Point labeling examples
## BEGIN

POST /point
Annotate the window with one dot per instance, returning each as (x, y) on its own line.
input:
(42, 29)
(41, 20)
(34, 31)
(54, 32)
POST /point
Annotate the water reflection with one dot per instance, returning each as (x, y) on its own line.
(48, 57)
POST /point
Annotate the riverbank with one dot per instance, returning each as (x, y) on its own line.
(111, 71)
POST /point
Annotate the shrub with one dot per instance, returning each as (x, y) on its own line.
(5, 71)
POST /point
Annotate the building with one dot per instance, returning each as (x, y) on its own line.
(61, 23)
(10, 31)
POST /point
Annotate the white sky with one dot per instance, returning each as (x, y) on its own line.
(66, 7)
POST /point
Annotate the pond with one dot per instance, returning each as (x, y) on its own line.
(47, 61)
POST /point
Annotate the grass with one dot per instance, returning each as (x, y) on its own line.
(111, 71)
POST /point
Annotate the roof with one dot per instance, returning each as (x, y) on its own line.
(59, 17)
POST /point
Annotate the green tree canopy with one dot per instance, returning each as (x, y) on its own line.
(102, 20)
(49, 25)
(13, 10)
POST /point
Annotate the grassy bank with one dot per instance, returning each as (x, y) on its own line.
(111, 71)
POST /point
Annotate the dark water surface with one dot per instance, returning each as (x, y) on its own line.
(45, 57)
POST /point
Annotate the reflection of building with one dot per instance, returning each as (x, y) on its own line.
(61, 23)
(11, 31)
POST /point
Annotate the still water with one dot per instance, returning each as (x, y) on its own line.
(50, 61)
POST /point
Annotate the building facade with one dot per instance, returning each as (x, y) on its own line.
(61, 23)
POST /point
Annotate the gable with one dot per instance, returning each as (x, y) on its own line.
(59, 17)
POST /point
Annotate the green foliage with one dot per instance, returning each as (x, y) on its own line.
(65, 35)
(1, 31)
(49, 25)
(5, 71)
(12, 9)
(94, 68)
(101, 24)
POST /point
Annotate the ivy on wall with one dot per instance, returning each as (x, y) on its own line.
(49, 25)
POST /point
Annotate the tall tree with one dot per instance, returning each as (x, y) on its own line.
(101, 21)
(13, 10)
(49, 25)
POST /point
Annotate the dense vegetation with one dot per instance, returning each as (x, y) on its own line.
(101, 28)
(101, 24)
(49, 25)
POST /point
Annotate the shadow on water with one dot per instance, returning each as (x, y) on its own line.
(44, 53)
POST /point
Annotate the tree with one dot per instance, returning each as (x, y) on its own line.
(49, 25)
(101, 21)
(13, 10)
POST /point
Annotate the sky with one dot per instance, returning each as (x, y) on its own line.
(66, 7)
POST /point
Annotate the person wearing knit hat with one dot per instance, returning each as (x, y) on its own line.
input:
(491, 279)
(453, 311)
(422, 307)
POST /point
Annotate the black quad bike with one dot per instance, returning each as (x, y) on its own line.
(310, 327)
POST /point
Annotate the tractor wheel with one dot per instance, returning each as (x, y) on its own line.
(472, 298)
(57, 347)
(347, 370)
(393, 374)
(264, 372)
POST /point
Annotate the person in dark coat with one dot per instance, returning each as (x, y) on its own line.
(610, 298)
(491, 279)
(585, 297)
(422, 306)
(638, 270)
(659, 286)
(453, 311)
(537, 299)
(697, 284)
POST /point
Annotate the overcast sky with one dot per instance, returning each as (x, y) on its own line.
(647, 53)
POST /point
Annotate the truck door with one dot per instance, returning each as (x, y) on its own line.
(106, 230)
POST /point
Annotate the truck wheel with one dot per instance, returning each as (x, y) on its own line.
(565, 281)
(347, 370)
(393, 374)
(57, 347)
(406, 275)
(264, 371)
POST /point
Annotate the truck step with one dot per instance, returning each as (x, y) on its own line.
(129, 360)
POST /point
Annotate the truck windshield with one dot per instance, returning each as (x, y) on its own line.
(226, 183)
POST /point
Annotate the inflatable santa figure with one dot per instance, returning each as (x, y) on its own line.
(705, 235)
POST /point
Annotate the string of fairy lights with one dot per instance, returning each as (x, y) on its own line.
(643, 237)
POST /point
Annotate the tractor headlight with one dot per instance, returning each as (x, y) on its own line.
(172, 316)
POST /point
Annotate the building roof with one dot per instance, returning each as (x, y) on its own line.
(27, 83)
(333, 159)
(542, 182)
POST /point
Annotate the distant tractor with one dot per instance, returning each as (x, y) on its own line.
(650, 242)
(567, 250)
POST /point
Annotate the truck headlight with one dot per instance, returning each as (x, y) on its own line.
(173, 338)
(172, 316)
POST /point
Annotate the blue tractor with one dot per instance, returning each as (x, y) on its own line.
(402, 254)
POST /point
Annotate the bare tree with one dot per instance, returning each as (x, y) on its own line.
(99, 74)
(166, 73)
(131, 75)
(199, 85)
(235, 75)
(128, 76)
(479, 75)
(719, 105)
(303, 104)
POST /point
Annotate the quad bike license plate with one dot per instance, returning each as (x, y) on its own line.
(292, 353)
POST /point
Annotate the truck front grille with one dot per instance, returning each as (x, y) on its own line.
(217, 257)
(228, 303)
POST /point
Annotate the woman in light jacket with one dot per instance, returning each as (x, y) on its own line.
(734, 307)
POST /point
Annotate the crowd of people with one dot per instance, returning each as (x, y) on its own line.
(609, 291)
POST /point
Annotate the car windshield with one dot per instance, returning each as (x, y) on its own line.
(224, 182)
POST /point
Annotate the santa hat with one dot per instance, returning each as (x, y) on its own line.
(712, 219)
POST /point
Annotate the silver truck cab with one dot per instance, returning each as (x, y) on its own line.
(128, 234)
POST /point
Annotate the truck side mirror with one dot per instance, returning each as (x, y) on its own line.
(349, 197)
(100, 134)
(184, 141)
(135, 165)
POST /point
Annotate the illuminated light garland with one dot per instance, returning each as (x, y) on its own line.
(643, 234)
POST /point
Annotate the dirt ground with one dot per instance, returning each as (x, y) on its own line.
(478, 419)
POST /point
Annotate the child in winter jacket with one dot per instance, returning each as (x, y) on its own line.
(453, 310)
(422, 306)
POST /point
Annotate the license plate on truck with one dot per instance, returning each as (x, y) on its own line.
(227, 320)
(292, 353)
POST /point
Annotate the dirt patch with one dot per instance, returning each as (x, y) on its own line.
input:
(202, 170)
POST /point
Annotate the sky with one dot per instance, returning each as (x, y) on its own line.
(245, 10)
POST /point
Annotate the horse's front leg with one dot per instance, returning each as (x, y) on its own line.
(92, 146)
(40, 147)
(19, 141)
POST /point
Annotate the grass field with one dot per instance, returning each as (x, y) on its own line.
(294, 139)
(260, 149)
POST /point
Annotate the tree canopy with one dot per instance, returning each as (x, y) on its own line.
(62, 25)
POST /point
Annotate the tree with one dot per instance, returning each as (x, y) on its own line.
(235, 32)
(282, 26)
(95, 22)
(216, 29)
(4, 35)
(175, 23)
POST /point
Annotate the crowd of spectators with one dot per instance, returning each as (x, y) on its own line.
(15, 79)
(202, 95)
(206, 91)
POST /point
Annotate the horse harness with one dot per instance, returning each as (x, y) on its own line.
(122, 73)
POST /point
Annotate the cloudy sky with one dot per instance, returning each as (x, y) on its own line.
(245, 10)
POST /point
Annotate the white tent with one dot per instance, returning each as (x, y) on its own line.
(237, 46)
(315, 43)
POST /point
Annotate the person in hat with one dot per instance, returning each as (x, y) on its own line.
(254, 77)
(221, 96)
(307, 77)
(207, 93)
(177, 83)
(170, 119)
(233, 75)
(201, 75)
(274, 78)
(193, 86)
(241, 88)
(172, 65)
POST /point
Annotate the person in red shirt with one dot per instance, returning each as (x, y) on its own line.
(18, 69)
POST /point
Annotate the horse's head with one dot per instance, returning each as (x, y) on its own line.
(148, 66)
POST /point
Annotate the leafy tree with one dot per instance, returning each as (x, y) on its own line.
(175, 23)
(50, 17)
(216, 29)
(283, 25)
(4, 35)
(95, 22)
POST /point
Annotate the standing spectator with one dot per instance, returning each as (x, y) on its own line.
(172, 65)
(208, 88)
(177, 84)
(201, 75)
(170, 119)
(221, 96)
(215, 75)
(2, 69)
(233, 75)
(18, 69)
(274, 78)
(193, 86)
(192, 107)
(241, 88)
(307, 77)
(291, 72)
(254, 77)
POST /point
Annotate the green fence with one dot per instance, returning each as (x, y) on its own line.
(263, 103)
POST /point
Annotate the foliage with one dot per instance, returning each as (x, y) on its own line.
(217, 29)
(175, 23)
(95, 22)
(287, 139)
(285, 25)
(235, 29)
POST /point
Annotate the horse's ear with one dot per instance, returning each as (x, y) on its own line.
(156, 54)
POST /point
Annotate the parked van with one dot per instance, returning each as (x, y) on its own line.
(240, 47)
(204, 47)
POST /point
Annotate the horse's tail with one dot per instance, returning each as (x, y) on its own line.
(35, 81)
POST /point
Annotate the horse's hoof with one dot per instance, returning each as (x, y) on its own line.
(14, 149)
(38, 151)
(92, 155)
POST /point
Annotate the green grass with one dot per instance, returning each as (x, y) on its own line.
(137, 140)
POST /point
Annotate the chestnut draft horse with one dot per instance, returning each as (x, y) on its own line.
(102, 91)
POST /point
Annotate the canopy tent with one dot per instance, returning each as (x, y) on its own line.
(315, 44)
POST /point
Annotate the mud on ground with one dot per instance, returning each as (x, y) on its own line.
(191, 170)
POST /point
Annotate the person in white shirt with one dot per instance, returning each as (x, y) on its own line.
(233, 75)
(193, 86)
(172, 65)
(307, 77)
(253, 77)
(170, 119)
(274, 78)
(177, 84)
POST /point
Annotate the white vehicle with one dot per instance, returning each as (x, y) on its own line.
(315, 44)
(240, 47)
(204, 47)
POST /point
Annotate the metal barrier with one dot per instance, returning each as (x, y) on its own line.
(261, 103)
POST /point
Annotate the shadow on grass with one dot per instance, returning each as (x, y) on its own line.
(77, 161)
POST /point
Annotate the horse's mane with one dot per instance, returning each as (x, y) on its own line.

## END

EXERCISE TASK: Pick out every line of the records that contains the word "green", treating uppercase and lowercase as different.

CORRECT RESPONSE:
Annotate the green tree canopy with one dot per instance, returning each as (x, y) on its own line.
Annotate the green foliage with one dot per instance, returning each as (x, y) on its own line.
Annotate the green fence with one dot per instance, returning each as (x, y) on its own line.
Annotate the green grass with one dot per instance, returning each as (x, y) on its own line.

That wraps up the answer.